- ÉNONCÉ
Modifiez le passage de l'extrait qui commence par "Dans un premier" et s'achève sur "souvent d’ordre technique.", en remplaçant "spectacle" par "concert".

- EXTRAIT DU DOCUMENT
Dans un premier temps (celui de l’étude de l’œuvre jusqu’au travail de conception), je ne me pose jamais la question du public en ces termes. En fin de course, certaines décisions peuvent être prises qui tiennent compte de la spécificité des endroits ou le spectacle est donné, mais cela reste à la marge et le plus souvent d’ordre technique.
Les représentations auront-elles lieu dans des conditions normales, avec chœur en scène, orchestre dans la fosse, et un public aussi nombreux qu’en temps ordinaire ? Une photo de répétition vous montre masqué avec les artistes masqués : seront-ils enfin démasqués sur scène ?

- DONNÉES FOURNIES
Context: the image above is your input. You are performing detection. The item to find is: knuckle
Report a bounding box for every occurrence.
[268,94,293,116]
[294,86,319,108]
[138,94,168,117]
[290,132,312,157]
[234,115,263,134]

- RÉPONSE
Dans un premier temps (celui de l’étude de l’œuvre jusqu’au travail de conception), je ne me pose jamais la question du public en ces termes. En fin de course, certaines décisions peuvent être prises qui tiennent compte de la spécificité des endroits ou le concert est donné, mais cela reste à la marge et le plus souvent d’ordre technique.